-- TASK REQUIREMENTS --
Give as a JSON list of strings, one per line with blank lines omitted, everything in the material from the line containing "the bathtub surround." down to the end, both ends included.

-- DATA TO USE --

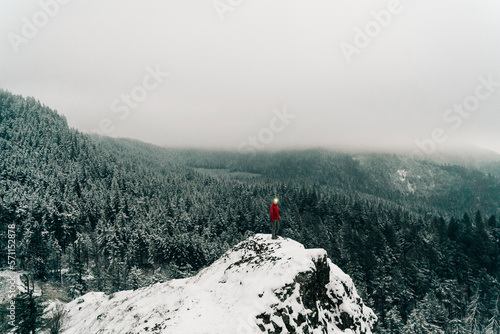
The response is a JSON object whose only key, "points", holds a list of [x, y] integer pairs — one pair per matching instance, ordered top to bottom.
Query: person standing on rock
{"points": [[275, 219]]}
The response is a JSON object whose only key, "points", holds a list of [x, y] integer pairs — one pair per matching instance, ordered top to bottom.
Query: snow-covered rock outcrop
{"points": [[259, 286]]}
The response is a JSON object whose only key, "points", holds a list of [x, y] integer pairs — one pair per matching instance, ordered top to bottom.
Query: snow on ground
{"points": [[227, 297]]}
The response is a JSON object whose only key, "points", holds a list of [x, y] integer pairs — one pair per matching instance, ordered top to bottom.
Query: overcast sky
{"points": [[192, 73]]}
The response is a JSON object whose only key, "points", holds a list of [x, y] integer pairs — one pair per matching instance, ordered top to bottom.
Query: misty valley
{"points": [[97, 220]]}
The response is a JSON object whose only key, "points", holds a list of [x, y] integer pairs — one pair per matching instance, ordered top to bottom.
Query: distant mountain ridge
{"points": [[259, 286]]}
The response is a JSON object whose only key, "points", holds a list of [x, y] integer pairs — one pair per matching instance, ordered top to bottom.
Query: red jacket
{"points": [[275, 212]]}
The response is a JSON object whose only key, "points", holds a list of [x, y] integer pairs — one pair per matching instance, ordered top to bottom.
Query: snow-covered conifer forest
{"points": [[419, 238]]}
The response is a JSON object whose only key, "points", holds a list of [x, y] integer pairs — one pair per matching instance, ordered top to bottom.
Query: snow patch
{"points": [[258, 286]]}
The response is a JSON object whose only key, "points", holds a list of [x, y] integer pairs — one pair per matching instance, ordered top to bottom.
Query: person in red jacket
{"points": [[275, 219]]}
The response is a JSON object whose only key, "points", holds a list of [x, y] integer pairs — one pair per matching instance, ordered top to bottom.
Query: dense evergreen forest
{"points": [[420, 239]]}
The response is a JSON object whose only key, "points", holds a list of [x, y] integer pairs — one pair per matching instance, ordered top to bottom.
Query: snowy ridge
{"points": [[261, 285]]}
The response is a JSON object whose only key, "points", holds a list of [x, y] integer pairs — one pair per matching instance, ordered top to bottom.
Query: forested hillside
{"points": [[419, 239]]}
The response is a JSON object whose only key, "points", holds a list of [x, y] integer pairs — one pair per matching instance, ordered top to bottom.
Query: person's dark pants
{"points": [[275, 226]]}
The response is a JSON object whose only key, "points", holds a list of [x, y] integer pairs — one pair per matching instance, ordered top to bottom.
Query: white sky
{"points": [[227, 76]]}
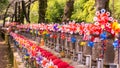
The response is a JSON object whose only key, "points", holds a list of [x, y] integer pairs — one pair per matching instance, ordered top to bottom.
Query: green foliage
{"points": [[3, 4], [55, 10], [83, 10], [116, 10], [34, 12]]}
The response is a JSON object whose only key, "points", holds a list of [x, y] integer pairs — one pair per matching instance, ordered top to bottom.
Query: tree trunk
{"points": [[102, 4], [29, 10], [42, 10], [68, 10], [24, 11], [6, 12]]}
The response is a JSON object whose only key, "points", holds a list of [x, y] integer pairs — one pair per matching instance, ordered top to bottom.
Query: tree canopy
{"points": [[3, 4]]}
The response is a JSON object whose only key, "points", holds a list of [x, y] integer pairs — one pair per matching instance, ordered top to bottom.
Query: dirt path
{"points": [[4, 59]]}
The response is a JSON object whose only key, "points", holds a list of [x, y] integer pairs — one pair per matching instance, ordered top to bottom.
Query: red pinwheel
{"points": [[52, 57], [57, 61], [63, 65]]}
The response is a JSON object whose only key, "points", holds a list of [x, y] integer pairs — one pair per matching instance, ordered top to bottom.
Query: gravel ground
{"points": [[4, 59]]}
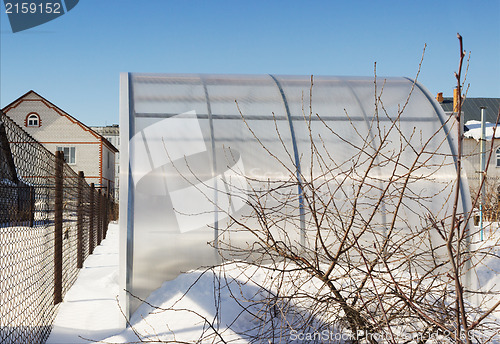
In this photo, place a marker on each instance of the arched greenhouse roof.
(192, 144)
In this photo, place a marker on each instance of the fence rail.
(50, 221)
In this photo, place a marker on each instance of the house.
(84, 149)
(471, 110)
(112, 134)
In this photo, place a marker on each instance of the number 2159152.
(31, 7)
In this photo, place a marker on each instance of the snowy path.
(89, 309)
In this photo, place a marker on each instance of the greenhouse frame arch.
(192, 145)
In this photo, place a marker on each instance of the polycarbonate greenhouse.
(196, 149)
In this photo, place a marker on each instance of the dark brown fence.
(50, 221)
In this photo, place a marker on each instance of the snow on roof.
(473, 130)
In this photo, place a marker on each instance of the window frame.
(70, 157)
(33, 116)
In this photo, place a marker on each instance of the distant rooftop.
(471, 108)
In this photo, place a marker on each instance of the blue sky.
(75, 60)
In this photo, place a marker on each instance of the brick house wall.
(87, 150)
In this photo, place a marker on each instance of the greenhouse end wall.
(194, 146)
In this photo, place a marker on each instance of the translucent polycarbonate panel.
(198, 149)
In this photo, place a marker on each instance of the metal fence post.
(91, 229)
(99, 217)
(79, 222)
(106, 215)
(58, 232)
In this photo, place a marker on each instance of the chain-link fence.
(50, 221)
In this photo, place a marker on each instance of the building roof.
(62, 113)
(471, 108)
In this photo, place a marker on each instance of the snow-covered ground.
(186, 309)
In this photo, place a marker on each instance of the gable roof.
(471, 108)
(61, 112)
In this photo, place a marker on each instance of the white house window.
(33, 120)
(69, 154)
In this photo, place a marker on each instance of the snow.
(474, 130)
(190, 308)
(89, 309)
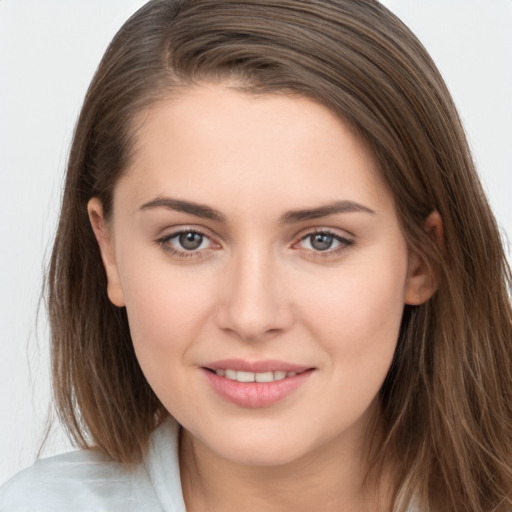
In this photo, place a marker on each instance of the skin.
(257, 288)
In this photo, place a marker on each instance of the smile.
(255, 385)
(242, 376)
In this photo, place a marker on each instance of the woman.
(276, 282)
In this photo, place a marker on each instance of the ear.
(421, 279)
(105, 242)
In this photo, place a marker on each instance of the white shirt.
(87, 481)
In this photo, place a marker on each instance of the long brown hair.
(446, 404)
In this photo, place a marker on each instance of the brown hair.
(446, 404)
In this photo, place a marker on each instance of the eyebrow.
(199, 210)
(290, 217)
(323, 211)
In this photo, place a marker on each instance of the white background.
(48, 53)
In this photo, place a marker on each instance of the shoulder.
(84, 480)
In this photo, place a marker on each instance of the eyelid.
(345, 240)
(163, 242)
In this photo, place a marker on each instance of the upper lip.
(266, 365)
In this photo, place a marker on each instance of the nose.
(253, 302)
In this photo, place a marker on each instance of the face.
(263, 270)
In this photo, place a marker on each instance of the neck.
(332, 479)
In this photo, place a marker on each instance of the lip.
(266, 365)
(255, 394)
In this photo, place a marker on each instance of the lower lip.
(255, 394)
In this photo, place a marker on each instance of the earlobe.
(422, 281)
(105, 243)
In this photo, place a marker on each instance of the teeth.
(255, 377)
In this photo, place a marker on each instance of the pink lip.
(266, 365)
(255, 394)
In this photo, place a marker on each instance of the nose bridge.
(254, 304)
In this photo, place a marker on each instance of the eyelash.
(164, 243)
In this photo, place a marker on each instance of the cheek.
(166, 310)
(357, 314)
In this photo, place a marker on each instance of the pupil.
(191, 241)
(322, 242)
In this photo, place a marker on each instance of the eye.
(324, 243)
(186, 243)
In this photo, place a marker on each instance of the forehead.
(217, 143)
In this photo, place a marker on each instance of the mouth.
(243, 376)
(255, 385)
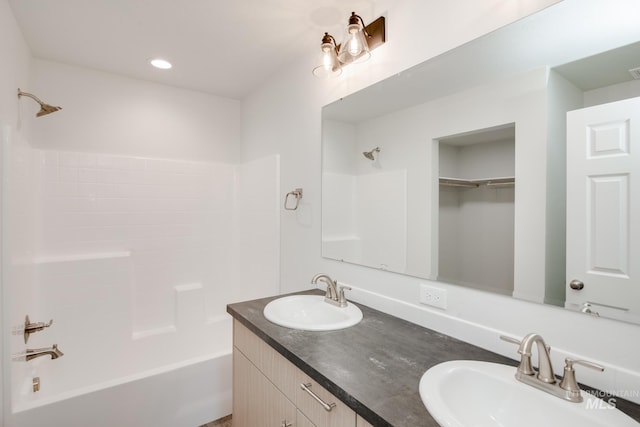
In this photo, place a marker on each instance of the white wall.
(417, 30)
(107, 113)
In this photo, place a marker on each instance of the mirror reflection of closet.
(476, 208)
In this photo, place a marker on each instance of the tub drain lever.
(297, 195)
(31, 328)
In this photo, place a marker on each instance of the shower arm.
(35, 98)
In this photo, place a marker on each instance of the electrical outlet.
(435, 297)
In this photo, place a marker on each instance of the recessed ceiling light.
(161, 63)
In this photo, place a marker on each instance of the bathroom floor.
(222, 422)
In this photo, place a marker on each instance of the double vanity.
(381, 371)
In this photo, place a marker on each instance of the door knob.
(576, 284)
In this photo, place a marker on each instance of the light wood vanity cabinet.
(267, 390)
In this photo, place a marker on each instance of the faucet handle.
(342, 300)
(510, 340)
(569, 382)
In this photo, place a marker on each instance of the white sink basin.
(311, 313)
(482, 394)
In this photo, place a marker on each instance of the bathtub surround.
(126, 223)
(133, 256)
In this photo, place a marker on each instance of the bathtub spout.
(53, 352)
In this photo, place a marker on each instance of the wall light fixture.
(360, 40)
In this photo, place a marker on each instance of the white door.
(603, 209)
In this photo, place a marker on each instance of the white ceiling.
(223, 47)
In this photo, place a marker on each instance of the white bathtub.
(186, 394)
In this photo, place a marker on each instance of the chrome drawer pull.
(327, 406)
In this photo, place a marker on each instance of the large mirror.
(456, 170)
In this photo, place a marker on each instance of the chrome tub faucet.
(54, 352)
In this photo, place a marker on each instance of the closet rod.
(474, 183)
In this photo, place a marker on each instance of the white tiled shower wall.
(174, 217)
(136, 259)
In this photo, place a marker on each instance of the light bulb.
(329, 65)
(354, 47)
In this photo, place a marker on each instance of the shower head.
(369, 154)
(44, 108)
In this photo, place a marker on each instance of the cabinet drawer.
(317, 408)
(271, 363)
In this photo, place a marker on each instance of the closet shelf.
(474, 183)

-- OUTPUT BELOW --
[
  "In this photo, place a marker on each instance of the bathtub surround.",
  "(126, 223)",
  "(133, 256)",
  "In this photo, place a marker on each instance of the bathtub spout.",
  "(53, 352)",
  "In this photo, place a marker on each instance of the wall light fixture.",
  "(360, 40)",
  "In this photo, place a marker on each instance of the white door.",
  "(603, 209)",
  "In this photo, place a marker on each instance of the white ceiling.",
  "(223, 47)",
  "In this photo, place a marker on each instance of the white bathtub.",
  "(186, 394)",
  "In this photo, place a marker on each instance of the chrome drawer pull.",
  "(327, 406)",
  "In this photo, place a marker on each instance of the large mirror.",
  "(456, 170)",
  "In this photo, place a marker on each instance of the chrome tub faucet.",
  "(54, 352)",
  "In this photo, place a marker on each instance of the closet rod.",
  "(474, 183)",
  "In this photo, place a marker on each instance of the white tiled shower wall.",
  "(174, 217)",
  "(136, 259)",
  "In this photo, place a marker on each instance of the light bulb.",
  "(329, 65)",
  "(354, 47)",
  "In this photo, place a marker on each instance of the shower head.",
  "(369, 154)",
  "(44, 108)",
  "In this photo, place a marker on each instance of the cabinet drawer.",
  "(317, 408)",
  "(271, 363)",
  "In this photo, place a marker on each instance of the closet shelf.",
  "(474, 183)"
]